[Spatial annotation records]
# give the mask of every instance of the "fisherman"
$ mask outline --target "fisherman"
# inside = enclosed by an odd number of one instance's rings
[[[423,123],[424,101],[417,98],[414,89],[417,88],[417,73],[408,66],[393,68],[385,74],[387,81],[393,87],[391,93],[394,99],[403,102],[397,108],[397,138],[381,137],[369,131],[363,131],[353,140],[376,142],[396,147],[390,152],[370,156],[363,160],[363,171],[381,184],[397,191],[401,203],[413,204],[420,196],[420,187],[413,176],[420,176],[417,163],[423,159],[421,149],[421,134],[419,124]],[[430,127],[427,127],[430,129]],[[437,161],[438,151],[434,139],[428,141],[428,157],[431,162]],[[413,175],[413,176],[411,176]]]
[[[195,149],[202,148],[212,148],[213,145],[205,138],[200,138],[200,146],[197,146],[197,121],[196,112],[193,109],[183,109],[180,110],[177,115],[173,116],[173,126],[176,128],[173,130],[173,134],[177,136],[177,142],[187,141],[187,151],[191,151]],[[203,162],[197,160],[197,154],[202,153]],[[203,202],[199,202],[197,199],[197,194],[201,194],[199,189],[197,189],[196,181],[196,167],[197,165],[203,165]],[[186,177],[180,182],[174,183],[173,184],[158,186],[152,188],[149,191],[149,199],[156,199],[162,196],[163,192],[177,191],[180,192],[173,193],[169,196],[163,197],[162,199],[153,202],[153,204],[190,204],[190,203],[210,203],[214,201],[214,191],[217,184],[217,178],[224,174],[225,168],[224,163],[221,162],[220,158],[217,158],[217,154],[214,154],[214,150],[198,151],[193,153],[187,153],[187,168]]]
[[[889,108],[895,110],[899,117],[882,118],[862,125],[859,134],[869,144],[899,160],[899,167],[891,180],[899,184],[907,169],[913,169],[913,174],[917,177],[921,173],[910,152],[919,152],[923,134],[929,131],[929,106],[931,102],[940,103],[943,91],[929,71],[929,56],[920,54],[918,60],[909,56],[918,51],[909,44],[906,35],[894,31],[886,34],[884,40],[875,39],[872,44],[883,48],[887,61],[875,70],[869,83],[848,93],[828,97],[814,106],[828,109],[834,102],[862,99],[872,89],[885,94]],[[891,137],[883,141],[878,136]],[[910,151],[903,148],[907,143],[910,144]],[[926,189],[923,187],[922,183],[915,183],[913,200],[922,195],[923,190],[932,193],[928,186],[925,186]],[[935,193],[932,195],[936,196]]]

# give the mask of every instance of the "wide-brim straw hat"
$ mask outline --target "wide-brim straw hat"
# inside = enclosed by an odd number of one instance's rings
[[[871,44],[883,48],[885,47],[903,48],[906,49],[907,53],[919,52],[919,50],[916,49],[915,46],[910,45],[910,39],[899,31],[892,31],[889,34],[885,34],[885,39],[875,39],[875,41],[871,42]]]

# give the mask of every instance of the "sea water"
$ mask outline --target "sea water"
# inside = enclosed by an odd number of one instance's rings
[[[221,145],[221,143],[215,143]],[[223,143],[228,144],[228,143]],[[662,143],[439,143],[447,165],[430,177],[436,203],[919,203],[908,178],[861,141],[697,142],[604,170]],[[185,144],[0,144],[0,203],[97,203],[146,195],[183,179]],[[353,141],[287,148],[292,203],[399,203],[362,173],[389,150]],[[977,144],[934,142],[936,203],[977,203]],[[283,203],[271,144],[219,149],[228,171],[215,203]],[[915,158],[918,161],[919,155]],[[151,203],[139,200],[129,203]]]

[TASK TO COMPLETE] From the records above, please extract every line and repeat it exactly.

[OUTPUT OF THE EXERCISE]
# give the mask of every instance of the "fisherman"
$ mask outline --target "fisherman"
# inside = enclosed by an odd number of one instance's rings
[[[423,123],[424,101],[417,98],[414,89],[417,88],[417,73],[408,66],[393,68],[385,74],[387,81],[393,87],[391,93],[394,99],[403,102],[397,108],[397,138],[381,137],[369,131],[363,131],[353,140],[376,142],[396,147],[390,152],[370,156],[363,160],[363,171],[381,184],[397,191],[401,203],[413,204],[420,196],[420,187],[413,176],[420,176],[417,163],[423,159],[421,149],[421,134],[419,124]],[[430,127],[427,127],[430,129]],[[437,161],[438,151],[434,139],[428,141],[428,157],[431,162]],[[413,175],[413,176],[411,176]]]
[[[195,149],[202,148],[212,148],[213,145],[205,138],[200,138],[200,146],[197,146],[197,121],[196,112],[193,109],[183,109],[180,110],[177,115],[173,116],[173,126],[176,128],[173,130],[173,134],[177,136],[177,142],[187,141],[187,151],[191,151]],[[203,162],[197,160],[197,154],[202,153]],[[203,202],[199,202],[197,199],[197,194],[201,194],[199,189],[197,189],[196,181],[196,167],[197,165],[203,165]],[[186,177],[180,182],[174,183],[173,184],[158,186],[152,188],[149,191],[149,199],[156,199],[162,196],[163,192],[177,191],[180,192],[173,193],[169,196],[163,197],[162,199],[153,202],[153,204],[190,204],[190,203],[210,203],[214,201],[214,191],[217,184],[217,178],[224,174],[225,168],[224,163],[221,162],[220,158],[217,158],[217,154],[214,154],[214,150],[198,151],[193,153],[187,153],[187,168]]]
[[[889,108],[895,110],[899,117],[882,118],[862,125],[859,134],[869,144],[899,160],[899,167],[891,180],[899,184],[907,169],[913,169],[913,174],[917,177],[921,173],[910,152],[919,152],[923,134],[929,131],[929,106],[931,102],[940,103],[943,91],[929,71],[929,56],[920,54],[918,60],[909,56],[918,51],[909,44],[906,35],[894,31],[886,34],[884,40],[875,39],[872,44],[883,48],[887,61],[875,70],[869,83],[848,93],[828,97],[814,106],[828,109],[834,102],[862,99],[872,89],[885,94]],[[891,137],[883,141],[878,136]],[[910,151],[903,148],[907,143],[910,144]],[[926,189],[923,187],[922,183],[915,183],[913,200],[922,195],[923,190],[932,193],[928,186],[925,186]],[[935,193],[932,195],[936,196]]]

# give the mask of every instance of the "wide-brim straw hat"
$ mask outline --target "wide-brim straw hat"
# inside = enclosed by an odd number of one instance's rings
[[[871,44],[883,48],[885,47],[903,48],[906,49],[907,53],[919,52],[919,50],[916,49],[915,46],[910,45],[910,39],[899,31],[892,31],[889,34],[885,34],[885,39],[875,39],[875,41],[871,42]]]

# give the mask of every instance of the "sea water"
$ mask outline --target "sea water"
# inside = enclosed by an odd number of one instance's rings
[[[221,145],[221,143],[215,143]],[[223,143],[228,144],[228,143]],[[662,143],[439,143],[447,165],[430,177],[436,203],[919,203],[908,178],[861,141],[697,142],[604,170]],[[185,144],[0,144],[0,203],[97,203],[146,195],[183,179]],[[353,141],[287,148],[292,203],[399,203],[362,173],[389,150]],[[977,144],[934,142],[936,203],[977,203]],[[283,203],[271,144],[219,149],[228,171],[215,203]],[[915,158],[918,161],[919,155]],[[151,203],[139,200],[129,203]]]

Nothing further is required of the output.